> WORK REQUEST 1: Reproduce the Pattern C passage from "The user can" up to and including "Pattern C (explicit)", substituting "step" for every occurrence of "turn".
> WORK REQUEST 2: According to the Pattern C passage, in which situations should the explicit form be used? List each one.

> GIVEN PASSAGE:

The user can keep typing about other things between turn 1 and turn 4.

Pattern C — `ctx.background_task(coro)` explicit (v4.2.12+)

Use the explicit form when you need any of:

Custom acknowledgement summary in turn 1 (Pattern B's auto-generated summary is fine for most cases but isn't configurable).
Conditional dispatch — sometimes you want to run synchronously, sometimes spawn a background task. Make the decision at runtime.
Mixed sync + background — first part of the handler runs immediately, second part detaches.

handlers_refine.py — Pattern C (explicit)

from imperal_sdk import ActionResult
from pydantic import BaseModel

class StartParams(BaseModel):
    input: str
    fast_path: bool = False

@chat.function(
    "start_refinement",
    description="Refine text; chooses fast or background path at runtime.",
    action_type="write",
    event="refinement_started",
)
async def start_refinement(ctx, params: StartParams) -> ActionResult:
    api_key = await ctx.secrets.get("openai_api_key")
    if not api_key:
        return ActionResult.error("OpenAI key not connected", retryable=False)

    # Fast path — runs synchronously.
    if params.fast_path:
        resp = await ctx.http.post(
            "https://api.openai.com/v1/chat/completions",
            json={"model": "gpt-4o-mini", "messages": [...], "max_tokens": 500},
            headers={"Authorization": f"Bearer {api_key}"},
            timeout=30,
        )
        return ActionResult.success(
            summary="Quick refine done.",
            data={"text": resp.body["choices"][0]["message"]["content"]},
        )

    # Slow path — spawn detached.
    async def _work():
        await ctx.progress(50, "Generating with AI")
        resp = await ctx.http.post(
            "https://api.openai.com/v1/chat/completions",
            json={"model": "gpt-4o", "messages": [...], "max_tokens": 4000},
            headers={"Authorization": f"Bearer {api_key}"},
            timeout=120,
        )

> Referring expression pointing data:
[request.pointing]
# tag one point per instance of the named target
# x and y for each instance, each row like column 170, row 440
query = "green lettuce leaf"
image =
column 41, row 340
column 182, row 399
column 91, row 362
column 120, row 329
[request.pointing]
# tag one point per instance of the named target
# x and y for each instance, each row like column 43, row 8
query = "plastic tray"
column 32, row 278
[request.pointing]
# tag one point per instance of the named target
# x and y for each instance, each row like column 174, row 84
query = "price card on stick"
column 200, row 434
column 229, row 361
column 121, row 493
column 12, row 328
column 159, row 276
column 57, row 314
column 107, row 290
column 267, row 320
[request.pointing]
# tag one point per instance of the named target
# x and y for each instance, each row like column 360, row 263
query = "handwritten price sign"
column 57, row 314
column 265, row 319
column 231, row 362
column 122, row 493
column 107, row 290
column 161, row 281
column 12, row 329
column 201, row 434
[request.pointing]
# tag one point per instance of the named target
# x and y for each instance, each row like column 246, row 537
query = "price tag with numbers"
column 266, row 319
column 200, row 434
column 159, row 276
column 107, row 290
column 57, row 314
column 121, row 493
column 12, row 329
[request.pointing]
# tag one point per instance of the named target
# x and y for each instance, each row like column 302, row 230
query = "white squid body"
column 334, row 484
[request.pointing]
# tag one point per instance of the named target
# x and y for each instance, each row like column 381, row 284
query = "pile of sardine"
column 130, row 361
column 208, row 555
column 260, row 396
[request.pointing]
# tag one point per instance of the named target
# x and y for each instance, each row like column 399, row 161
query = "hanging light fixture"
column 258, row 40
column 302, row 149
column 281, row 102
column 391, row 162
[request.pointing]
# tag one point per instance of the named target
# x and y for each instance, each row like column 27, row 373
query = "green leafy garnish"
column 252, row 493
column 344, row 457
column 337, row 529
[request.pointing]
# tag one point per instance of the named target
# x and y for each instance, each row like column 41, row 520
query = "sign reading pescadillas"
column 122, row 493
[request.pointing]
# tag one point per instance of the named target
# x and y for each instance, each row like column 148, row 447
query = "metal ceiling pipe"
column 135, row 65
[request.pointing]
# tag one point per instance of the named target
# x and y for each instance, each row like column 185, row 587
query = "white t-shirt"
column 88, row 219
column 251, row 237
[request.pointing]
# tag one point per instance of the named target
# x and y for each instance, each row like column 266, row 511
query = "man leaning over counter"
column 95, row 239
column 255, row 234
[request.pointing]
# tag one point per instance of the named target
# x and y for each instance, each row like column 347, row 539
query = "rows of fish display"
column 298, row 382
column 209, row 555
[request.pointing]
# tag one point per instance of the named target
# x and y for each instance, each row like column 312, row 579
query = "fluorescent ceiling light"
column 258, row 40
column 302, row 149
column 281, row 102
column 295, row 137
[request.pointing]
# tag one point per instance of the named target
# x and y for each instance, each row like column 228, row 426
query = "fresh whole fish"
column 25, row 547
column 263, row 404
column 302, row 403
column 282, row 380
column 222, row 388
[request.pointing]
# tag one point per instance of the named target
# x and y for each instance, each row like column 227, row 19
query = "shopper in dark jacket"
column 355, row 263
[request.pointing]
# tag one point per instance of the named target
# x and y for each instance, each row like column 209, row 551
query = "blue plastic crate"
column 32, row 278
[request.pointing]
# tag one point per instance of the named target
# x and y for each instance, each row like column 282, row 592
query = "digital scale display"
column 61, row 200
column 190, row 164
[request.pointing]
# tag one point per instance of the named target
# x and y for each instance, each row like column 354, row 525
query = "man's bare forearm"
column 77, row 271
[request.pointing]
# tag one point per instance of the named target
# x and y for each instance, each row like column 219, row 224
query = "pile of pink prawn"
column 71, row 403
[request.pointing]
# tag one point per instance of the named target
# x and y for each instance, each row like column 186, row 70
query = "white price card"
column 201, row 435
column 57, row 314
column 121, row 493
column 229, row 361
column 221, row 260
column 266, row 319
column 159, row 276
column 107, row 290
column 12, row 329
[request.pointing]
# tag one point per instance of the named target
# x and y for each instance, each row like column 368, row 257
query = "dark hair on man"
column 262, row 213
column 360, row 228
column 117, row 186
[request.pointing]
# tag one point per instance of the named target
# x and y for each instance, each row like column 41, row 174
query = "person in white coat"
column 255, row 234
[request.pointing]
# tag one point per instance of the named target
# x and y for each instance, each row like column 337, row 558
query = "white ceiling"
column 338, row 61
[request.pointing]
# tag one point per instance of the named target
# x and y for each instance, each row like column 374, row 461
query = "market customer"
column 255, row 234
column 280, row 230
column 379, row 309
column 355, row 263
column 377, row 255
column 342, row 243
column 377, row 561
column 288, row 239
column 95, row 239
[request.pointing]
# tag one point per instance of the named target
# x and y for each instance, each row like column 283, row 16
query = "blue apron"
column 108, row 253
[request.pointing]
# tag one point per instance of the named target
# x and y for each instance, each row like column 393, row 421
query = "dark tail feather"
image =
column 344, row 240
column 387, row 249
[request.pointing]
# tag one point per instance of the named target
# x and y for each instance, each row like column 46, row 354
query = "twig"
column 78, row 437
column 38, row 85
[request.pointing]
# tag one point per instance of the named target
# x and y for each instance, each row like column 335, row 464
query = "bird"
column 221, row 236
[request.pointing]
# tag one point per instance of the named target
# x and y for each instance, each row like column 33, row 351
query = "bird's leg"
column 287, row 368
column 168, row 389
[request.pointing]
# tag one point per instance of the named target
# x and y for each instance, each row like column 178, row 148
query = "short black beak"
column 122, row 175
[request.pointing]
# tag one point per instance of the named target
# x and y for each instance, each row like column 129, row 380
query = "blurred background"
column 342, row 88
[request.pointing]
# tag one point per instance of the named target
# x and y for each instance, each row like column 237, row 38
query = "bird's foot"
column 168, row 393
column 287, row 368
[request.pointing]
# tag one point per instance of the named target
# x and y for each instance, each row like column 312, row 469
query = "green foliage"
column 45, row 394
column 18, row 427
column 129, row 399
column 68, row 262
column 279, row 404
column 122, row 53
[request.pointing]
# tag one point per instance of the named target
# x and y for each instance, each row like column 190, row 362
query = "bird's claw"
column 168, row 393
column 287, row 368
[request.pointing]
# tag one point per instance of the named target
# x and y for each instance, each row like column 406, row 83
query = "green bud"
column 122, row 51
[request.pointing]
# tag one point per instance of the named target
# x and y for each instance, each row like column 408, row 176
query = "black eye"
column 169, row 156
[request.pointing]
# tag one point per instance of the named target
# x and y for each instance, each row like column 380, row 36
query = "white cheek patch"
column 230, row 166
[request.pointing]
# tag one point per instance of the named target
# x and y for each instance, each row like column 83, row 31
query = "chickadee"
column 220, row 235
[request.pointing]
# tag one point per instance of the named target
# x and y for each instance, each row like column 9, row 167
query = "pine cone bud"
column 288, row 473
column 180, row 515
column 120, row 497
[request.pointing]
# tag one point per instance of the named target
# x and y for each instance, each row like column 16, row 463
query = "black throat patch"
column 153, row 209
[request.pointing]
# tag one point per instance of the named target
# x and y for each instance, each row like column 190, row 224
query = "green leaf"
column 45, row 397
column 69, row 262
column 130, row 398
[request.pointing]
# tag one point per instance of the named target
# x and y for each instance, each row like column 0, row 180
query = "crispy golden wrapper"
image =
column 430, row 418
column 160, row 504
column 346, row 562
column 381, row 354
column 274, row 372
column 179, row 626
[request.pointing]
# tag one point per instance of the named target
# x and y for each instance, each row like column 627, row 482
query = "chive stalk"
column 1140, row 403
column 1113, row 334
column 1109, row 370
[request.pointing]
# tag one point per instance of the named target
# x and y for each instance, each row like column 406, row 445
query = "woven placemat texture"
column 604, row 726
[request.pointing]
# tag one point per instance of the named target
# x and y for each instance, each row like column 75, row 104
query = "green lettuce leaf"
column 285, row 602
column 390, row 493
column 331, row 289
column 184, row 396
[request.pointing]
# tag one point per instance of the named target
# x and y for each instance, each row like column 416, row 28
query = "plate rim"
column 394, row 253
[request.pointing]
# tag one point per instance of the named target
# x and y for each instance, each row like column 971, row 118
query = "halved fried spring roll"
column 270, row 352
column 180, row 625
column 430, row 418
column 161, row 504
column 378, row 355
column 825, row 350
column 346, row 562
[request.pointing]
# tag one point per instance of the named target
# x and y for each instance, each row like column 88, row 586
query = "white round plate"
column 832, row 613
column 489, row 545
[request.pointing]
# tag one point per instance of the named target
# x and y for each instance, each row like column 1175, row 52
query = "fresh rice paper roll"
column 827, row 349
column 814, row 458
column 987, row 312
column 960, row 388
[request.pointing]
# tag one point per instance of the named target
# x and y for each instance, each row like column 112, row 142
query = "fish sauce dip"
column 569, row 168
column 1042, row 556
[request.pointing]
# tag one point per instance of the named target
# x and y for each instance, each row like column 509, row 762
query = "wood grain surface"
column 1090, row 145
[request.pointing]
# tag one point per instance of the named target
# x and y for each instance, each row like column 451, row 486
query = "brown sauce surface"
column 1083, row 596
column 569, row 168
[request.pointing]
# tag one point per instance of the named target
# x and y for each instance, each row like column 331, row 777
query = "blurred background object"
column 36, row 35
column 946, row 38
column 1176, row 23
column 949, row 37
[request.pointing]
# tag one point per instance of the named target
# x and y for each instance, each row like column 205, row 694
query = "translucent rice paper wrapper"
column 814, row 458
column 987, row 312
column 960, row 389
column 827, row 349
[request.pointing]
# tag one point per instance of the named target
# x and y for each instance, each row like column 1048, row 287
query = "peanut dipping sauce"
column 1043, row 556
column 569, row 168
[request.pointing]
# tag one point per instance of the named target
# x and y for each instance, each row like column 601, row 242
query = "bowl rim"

> WRITTEN ANSWER 1:
The user can keep typing about other things between step 1 and step 4.

Pattern C — `ctx.background_task(coro)` explicit (v4.2.12+)

Use the explicit form when you need any of:

Custom acknowledgement summary in step 1 (Pattern B's auto-generated summary is fine for most cases but isn't configurable).
Conditional dispatch — sometimes you want to run synchronously, sometimes spawn a background task. Make the decision at runtime.
Mixed sync + background — first part of the handler runs immediately, second part detaches.

handlers_refine.py — Pattern C (explicit)

> WRITTEN ANSWER 2:
- Custom acknowledgement summary in turn 1
- Conditional dispatch
- Mixed sync + background